* **TASK GOAL**:
Write out, exactly as they stand, the line containing "y=380, one point per instance." and all subsequent lines up to and including the final line of the records.
SOURCE DATA: Begin
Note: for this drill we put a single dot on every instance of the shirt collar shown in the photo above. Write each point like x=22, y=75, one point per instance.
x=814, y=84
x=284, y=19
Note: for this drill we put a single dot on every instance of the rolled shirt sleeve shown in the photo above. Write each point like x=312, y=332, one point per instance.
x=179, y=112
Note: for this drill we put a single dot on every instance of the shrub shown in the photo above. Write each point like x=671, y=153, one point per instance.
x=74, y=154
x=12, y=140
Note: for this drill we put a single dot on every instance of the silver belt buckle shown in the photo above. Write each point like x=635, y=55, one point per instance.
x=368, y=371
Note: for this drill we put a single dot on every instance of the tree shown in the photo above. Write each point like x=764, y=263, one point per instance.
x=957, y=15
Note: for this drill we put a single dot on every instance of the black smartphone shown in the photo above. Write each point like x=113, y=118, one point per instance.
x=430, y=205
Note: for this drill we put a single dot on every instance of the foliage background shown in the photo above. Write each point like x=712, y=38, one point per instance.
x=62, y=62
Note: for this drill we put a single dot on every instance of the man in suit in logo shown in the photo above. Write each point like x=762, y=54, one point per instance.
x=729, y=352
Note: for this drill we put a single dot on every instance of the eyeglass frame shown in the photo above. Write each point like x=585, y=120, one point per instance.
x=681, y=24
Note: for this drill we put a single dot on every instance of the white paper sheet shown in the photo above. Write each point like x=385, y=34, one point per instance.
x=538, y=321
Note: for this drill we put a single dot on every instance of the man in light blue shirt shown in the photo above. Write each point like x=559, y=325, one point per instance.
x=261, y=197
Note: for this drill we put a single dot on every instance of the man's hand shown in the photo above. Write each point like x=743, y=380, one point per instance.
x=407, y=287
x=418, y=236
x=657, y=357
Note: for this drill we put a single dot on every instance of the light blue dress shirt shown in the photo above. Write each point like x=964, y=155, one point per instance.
SOURCE DATA: End
* **RESULT FOR THIS TASK**:
Note: for this drill we put a single dot on every instance of the man's hand shown in the photo above. Write each point like x=743, y=380, one point per instance.
x=407, y=287
x=418, y=236
x=657, y=357
Note: for this drill we put a single dot on every instance of the light blue dress shirt shown in the photo above. Write each point like x=964, y=155, one point per instance.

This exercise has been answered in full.